Document extract:
━━━━━━━━━━━━━━━━━━━━

Civil Rights Movement Timeline From 1960 to 1964

Important Dates and Events From the Early 1960s Fight for Equality

President Lyndon Johnson shakes hands with the Reverend Martin Luther King, Jr., after handing him one of the pens used in signing the Civil Rights Act of July 2, 1964 at the White House in Washington.

U.S. Embassy New Delhi / CC / Flickr

While the fight for racial equality began in the 1950s, the non-violent techniques the movement embraced began to pay off during the following decade. Civil rights activists and students across the South challenged segregation, and the relatively new technology of television allowed Americans to witness the often brutal response to these protests. This civil rights movement timeline chronicles important dates during the struggle's second chapter, the early 1960s.

President Lyndon B. Johnson successfully pushed through the historic Civil Rights Act of 1964, and a number of other groundbreaking events unfolded between 1960 and 1964, the span covered by this timeline, leading up the tumultuous period of 1965 to 1969.

1960

People sitting an restaurant counter during civil rights sit in.
Civil Rights Sit-In at John A Brown Company. Oklahoma Historical Society / Getty Images

February 1: Four young Black men, students at North Carolina Agricultural and Technical College, go to a Woolworth in Greensboro, North Carolina, and sit down at a whites-only lunch counter. They order coffee. Despite being denied service, they sit silently and politely at the lunch counter until closing time. Their action marks the start of the Greensboro sit-ins, which sparks similar protests all over the South.

April 15: The Student Non-Violent Coordinating Committee holds its first meeting.

July 25: The downtown Greensboro Woolworth desegregates its lunch counter after six months of sit-ins.

October 19: Martin Luther King Jr. joins a student sit-in at a whites-only restaurant inside of an Atlanta department store, Rich's. He is arrested along with 51 other protesters on the charge of trespassing. On probation for driving without a valid Georgia license (he had an Alabama license), a Dekalb County judge sentences King to four months in prison doing hard labor. Presidential contender John F. Kennedy phones King's wife, Coretta, to offer encouragement, while the candidate's brother, Robert Kennedy, convinces the judge to release King on bail. This phone call convinces many Black people to support the Democratic ticket.

━━━━━━━━━━━━━━━━━━━━

Image point grounding data:
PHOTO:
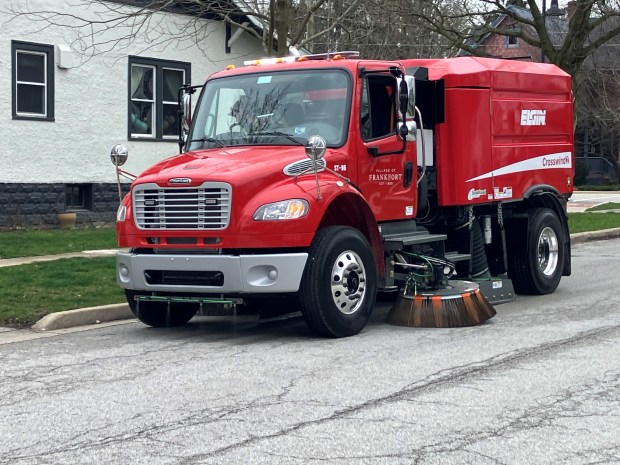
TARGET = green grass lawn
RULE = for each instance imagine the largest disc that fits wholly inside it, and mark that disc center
(31, 291)
(30, 243)
(605, 206)
(582, 222)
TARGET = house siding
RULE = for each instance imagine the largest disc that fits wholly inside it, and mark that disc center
(38, 157)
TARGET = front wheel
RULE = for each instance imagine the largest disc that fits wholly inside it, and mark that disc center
(160, 314)
(338, 287)
(538, 270)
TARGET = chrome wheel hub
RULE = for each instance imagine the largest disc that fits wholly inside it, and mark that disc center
(548, 251)
(348, 282)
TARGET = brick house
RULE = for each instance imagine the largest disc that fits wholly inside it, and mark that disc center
(597, 134)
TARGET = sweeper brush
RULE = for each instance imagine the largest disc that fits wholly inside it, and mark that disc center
(458, 304)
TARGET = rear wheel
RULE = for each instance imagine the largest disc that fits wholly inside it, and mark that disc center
(160, 314)
(538, 270)
(338, 288)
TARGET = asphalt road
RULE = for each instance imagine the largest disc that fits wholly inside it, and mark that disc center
(538, 384)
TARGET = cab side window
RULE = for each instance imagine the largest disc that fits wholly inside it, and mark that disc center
(378, 107)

━━━━━━━━━━━━━━━━━━━━

Requirement: Please reproduce word for word the part of the civil rights timeline above that begins at the words "Civil Rights Sit-In" and stops after "months of sit-ins.".

Result:
Civil Rights Sit-In at John A Brown Company. Oklahoma Historical Society / Getty Images

February 1: Four young Black men, students at North Carolina Agricultural and Technical College, go to a Woolworth in Greensboro, North Carolina, and sit down at a whites-only lunch counter. They order coffee. Despite being denied service, they sit silently and politely at the lunch counter until closing time. Their action marks the start of the Greensboro sit-ins, which sparks similar protests all over the South.

April 15: The Student Non-Violent Coordinating Committee holds its first meeting.

July 25: The downtown Greensboro Woolworth desegregates its lunch counter after six months of sit-ins.